For the better part of this decade, we’ve been subjected to an endless cycle of proclamations that the album format is dead, and subsequent proclamations that one band, or another is out to save the album. In the past year alone, heavy hitters like My Chemical Romance, The Killers, and Fall Out Boy, have all proclaimed themselves musical saviors of the long playing format, while online indie store, Insound, ran a much publicized promotional campaign coinciding with the launch of their digital store titled, “Save The Album.”
Although these sentiments are noble, they are a bit misleading. First, musicians haven’t abandoned the album format, and neither have people who are serious about their music. Major labels have had a hard time moving units, and this has as much to do with dynamics in the marketplace as it has to do with major label quality. Secondly, important albums happen when an artist or group have a singular musical statement that resonates with the audience. Proclamations about the next great album that come from the artist are about as accurate as that guy you know who always brags about his large penis. The Killers did not make a great album, and that dude who claims to have an abnormally large penis, doesn’t.

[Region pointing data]
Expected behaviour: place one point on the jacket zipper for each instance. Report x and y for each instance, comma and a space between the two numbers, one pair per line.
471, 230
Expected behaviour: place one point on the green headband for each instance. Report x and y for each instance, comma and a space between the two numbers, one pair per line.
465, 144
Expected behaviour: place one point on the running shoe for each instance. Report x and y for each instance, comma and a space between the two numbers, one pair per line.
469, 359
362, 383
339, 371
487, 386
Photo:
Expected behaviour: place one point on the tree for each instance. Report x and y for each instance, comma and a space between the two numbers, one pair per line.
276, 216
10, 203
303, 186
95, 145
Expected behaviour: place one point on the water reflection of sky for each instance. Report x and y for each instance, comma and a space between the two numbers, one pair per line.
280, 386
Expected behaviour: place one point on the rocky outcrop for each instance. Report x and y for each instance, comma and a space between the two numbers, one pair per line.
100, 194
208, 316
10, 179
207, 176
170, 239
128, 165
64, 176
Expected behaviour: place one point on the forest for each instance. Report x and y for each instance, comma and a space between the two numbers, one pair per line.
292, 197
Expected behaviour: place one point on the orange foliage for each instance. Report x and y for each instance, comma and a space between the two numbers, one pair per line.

Prompt 1. Do the following statements agree with the piece on saving the album above the material? Answer yes or no for each and quote the deciding words. (a) Insound's promotional campaign was called "Save The Album." (b) Musicians have given up on the album format. (c) The Killers made a great album.
Prompt 2. Please resume the piece on saving the album from the point where it stops, above the material.

Expected output 1.
(a) Yes: "titled, “Save The Album.”"
(b) No: "First, musicians haven’t abandoned the album format"
(c) No: "The Killers did not make a great album"

Expected output 2.
If there is an upside to all of the death of the album talk, it’s when a band comes along, like Columbus, Ohio’s Church of The Red Museum, and they produce a stirring musical statement, as they have done with their self-titled debut, then that album seems all the more striking. After all, we’re conditioned to believe that no one makes albums any more.
Church of The Red Museum’s debut is bracketed by two twenty second shouts, “Il Ne Peut Pas Vivre,” and “Il Ne Mourra Pas.” The first one finding Brian Travis scowling, “You don’t know a thing about love,” with the closing number looking inward, “I don’t know a thing about love.” The seven numbers in between see the band exploring tales of love gone horribly wrong, against the back drop of a dramatic, sensual, and vitriolic, gypsy killing orchestra.
The violin and electric piano in “After All” practically cry in blood, until the chorus, and the howl of Brian Travis emerges. All of a sudden, jagged garage guitars kick in and that pain is transformed into anger and vengeance. In “Not In This House,” the loss and loneliness of an empty house, is spurred by keys that alternate between spooky and surreal, bass drum heavy percussion and that omnipresent throat of Travis.
“The Bay” showcases the ability of The Church of The Red Museum, to effectively juxtapose, seemingly harmless melodies, next to an ire inherent with a broken heart. It starts with pleasantly, sunny and swirling keyboards, and a trip to the seaside. The line, “I can still see the sunset in your eyes,” is sweetly reminiscent. Meanwhile, the spit and spite is lurking patiently in the background. When the time comes, Travis is ready to bite, “I’ve been waiting on your love/I can’t wait here any more/I’ve been wasted on your love.”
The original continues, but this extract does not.